_PROBLEM DETAILS_. Can the data below be echoed back word for word?

_ENTRIES PROVIDED_.
+ + + + + + +

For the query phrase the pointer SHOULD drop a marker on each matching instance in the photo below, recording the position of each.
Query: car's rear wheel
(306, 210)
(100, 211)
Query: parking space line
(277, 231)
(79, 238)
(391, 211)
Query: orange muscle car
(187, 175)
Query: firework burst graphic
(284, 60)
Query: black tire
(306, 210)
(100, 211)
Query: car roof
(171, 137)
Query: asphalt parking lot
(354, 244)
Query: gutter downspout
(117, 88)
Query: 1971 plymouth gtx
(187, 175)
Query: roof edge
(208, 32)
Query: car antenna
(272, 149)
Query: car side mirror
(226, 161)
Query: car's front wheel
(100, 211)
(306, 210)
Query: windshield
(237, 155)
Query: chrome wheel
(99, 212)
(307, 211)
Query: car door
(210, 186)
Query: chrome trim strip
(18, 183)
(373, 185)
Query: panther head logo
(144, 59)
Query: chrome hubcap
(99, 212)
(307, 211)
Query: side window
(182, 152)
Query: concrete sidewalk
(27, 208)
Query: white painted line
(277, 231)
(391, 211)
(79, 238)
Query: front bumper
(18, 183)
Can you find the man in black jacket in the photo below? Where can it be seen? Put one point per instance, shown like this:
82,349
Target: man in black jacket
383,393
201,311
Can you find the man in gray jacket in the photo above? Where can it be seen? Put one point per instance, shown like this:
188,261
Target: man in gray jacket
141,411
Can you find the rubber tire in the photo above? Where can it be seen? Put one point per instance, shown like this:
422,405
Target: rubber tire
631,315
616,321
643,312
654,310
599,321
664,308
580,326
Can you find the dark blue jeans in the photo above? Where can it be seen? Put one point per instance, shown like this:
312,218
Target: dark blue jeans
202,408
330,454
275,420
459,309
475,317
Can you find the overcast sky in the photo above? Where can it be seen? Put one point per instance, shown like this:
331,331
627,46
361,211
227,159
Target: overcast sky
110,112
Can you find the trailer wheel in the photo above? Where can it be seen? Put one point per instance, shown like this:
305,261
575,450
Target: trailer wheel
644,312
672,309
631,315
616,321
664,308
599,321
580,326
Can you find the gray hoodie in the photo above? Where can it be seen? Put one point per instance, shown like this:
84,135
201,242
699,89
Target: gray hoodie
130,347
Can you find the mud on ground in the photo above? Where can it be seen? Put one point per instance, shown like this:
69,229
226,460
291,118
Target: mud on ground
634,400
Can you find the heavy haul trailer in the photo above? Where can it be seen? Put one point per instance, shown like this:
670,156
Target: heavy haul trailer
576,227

+ + + + + + +

_ANSWER TO THE EXERCISE_.
For the query phrase the pointer SHOULD drop a marker on each matching instance in the photo below, recording the position of each.
Query: car's rear wheel
(306, 210)
(100, 211)
Query: parking space line
(277, 231)
(79, 238)
(391, 211)
Query: orange muscle car
(187, 175)
Query: firework burst graphic
(284, 60)
Query: black tire
(306, 210)
(100, 211)
Query: car roof
(171, 137)
Query: asphalt parking lot
(354, 244)
Query: gutter downspout
(117, 88)
Query: 1971 plymouth gtx
(187, 175)
Query: roof edge
(208, 32)
Query: car antenna
(272, 149)
Query: car side mirror
(226, 161)
Query: car's front wheel
(100, 211)
(306, 210)
Query: windshield
(237, 155)
Query: chrome wheel
(99, 212)
(307, 211)
Query: car door
(210, 186)
Query: chrome trim strip
(18, 183)
(373, 185)
Query: panther head logo
(144, 59)
Query: chrome hubcap
(99, 212)
(307, 211)
Query: side window
(182, 152)
Query: concrete sidewalk
(27, 208)
Query: white painted line
(277, 231)
(391, 211)
(79, 238)
Query: front bumper
(18, 183)
Can you find the man in black jacket in the photo below? Where can it be seen? Put one point per instance, shown like this:
82,349
Target: man in black jacket
383,393
201,311
Can you find the man in gray jacket in the photo above? Where can it be seen? Put one point per instance, shown like this:
188,261
Target: man in gray jacket
141,411
Can you find the rubber tire in the photo above? Where can it be seen? Put one point per instance, shown like this:
422,405
Target: rubber tire
631,315
616,321
643,312
654,310
599,321
664,308
580,326
Can you find the dark blue jeans in the photo above? Where can it be seen? Put one point per instance, shown like this:
312,218
Target: dark blue jeans
202,408
330,454
275,420
459,309
475,317
Can you find the overcast sky in the photo above? Where can it be seen? Put one point per instance, shown like this:
331,331
627,46
361,211
227,159
Target: overcast sky
110,112
Can you find the trailer wheel in the photo above? Where can it be seen? Put one point per instance, shown like this:
305,261
575,450
Target: trailer wheel
644,312
672,309
631,315
616,321
664,308
599,321
580,326
Can you find the gray hoodie in the photo above? Where can it be seen? Put one point per instance, shown like this:
84,135
201,242
699,89
Target: gray hoodie
130,347
Can you find the mud on ground in the photo above? Where can it be seen? Put one point per instance, shown like this:
69,229
226,460
291,118
Target: mud on ground
634,400
Can you find the heavy haul trailer in the photo above? Where can it be seen? Put one point per instance, shown like this:
670,156
Target: heavy haul trailer
576,227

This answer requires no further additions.